Document section =>
■ ■ ■ ■ ■

Rich Learning: Topological Graph Memory for Lifelong RL

Author: Nasser Towfigh
License: Apache 2.0
Version: 1.0.0
Status: Published Reference Implementation

📖 What is Rich Learning?

Rich Learning is a reinforcement learning paradigm focused on the accumulation of persistent knowledge assets rather than transient weight optimization.

In standard Deep RL, an agent "lives paycheck to paycheck"—often overwriting neural weights to learn new tasks (catastrophic forgetting). Rich Learning agents accumulate a Topological Graph Memory—a navigable map of the policy-state space stored in a graph database. New experiences add to the graph; they never degrade existing structure.

New: The default backend is now LiteDB (embedded, zero-setup). No Neo4j server required — just dotnet run and go. Neo4j remains available as an optional backend for production-scale graphs.

■ ■ ■ ■ ■

Given material =>

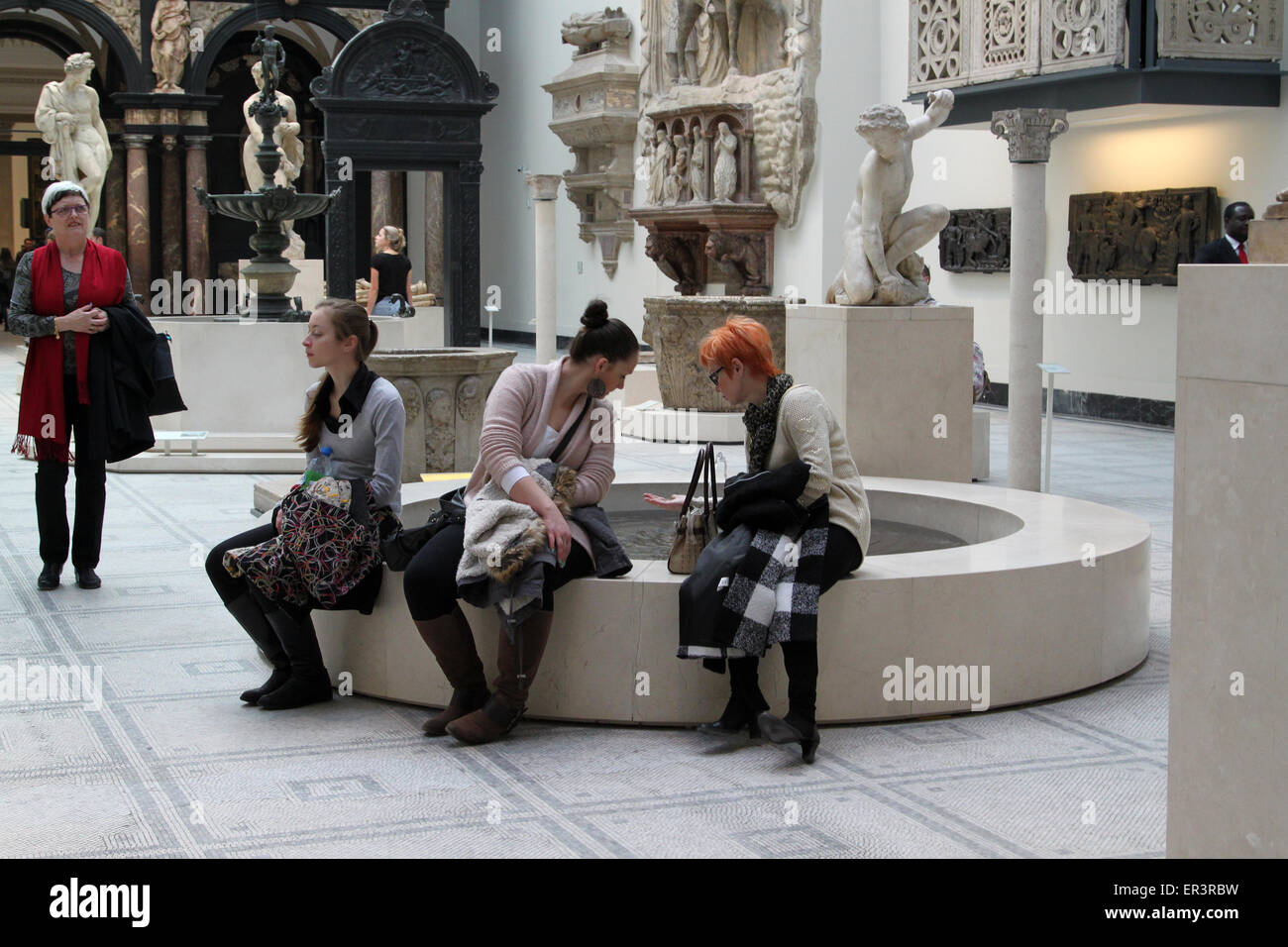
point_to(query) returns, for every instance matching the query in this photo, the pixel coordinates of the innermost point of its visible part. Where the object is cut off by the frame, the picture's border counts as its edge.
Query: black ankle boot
(250, 615)
(309, 681)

■ ■ ■ ■ ■

Given instruction => Which labeled fields appear directly under the title of the Rich Learning page, and what value does each one give?

Problem solution =>
Author: Nasser Towfigh
License: Apache 2.0
Version: 1.0.0
Status: Published Reference Implementation